**Source data**.
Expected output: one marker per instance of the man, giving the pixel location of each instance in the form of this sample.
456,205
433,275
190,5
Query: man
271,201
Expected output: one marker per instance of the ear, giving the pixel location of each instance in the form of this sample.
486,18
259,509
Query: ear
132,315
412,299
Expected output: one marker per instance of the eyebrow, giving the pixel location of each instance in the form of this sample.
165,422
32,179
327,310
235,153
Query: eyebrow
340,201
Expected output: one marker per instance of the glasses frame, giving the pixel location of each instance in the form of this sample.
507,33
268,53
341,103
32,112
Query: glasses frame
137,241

--

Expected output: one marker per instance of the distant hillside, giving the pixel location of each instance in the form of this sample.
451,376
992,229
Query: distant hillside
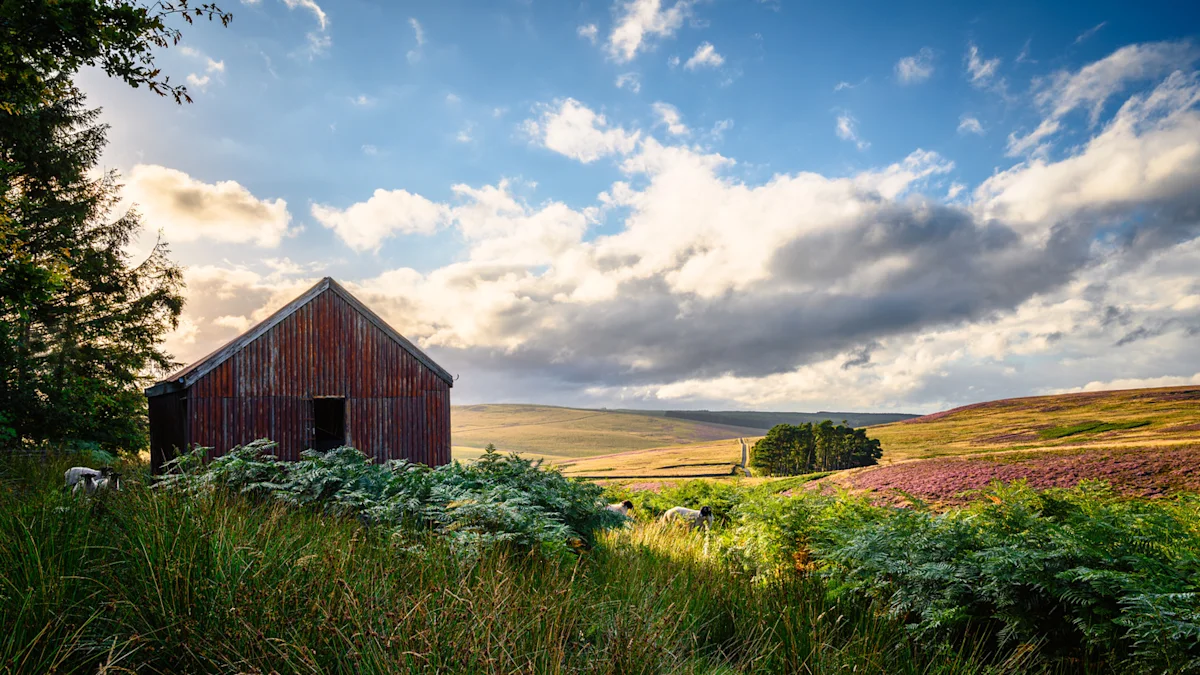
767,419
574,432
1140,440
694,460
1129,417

**Your goal**. Give the number of lines in the entries above that include the string "marker". Write nothing but that number.

**Solution below**. 5